▸ What is needed
Convert the lines of the listing starting at the line that contains "Keypoint placement: for each instance of the stack" and ending at the line that contains "[(598, 435), (574, 563)]", both included, into a Markdown table with the columns Row and Listing line, leaving out blank lines. Convert only those lines.

▸ Input rows
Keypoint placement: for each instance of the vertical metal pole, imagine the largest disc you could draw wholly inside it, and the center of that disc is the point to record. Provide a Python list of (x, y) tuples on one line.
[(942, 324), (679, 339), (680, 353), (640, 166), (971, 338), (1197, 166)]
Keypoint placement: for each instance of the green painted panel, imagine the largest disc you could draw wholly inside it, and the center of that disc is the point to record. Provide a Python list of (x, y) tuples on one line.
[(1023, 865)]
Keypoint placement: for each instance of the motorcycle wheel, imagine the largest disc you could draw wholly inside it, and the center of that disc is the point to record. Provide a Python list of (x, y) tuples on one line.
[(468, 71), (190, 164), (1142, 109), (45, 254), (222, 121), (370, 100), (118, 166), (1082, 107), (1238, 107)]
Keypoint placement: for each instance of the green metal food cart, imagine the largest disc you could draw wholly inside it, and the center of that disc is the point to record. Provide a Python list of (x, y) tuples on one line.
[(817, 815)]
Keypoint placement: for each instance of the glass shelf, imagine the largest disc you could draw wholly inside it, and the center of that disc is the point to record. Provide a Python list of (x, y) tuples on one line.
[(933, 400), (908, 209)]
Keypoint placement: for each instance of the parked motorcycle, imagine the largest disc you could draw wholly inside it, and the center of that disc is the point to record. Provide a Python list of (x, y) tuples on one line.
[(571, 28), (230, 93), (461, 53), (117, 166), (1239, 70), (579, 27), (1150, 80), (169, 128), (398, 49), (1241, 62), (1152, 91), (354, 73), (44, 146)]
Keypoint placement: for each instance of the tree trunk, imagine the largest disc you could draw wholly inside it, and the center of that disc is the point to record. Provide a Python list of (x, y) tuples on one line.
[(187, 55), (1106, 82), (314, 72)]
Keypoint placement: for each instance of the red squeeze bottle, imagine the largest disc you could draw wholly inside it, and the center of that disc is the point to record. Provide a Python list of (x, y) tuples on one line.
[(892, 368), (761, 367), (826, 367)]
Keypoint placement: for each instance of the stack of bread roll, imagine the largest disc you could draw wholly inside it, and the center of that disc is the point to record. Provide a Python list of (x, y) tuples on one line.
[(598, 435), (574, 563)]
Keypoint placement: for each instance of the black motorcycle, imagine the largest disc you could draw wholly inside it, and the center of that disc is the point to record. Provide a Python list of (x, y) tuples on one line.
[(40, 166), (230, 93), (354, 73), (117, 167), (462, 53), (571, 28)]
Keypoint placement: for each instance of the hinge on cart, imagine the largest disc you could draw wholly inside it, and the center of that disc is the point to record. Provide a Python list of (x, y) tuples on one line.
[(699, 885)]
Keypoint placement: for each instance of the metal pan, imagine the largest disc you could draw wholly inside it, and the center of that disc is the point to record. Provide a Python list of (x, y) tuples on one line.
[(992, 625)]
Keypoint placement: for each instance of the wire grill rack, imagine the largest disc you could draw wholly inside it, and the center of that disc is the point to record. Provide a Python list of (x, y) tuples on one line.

▸ The output
| Row | Listing line |
|---|---|
| 1 | Keypoint placement: for each instance of the stack of bread roll, imagine the largest disc you could draw wholly inside it, and the center of that disc is the point to record. Provide a Python list of (x, y) tuples on one line. |
| 2 | [(598, 435), (574, 563)] |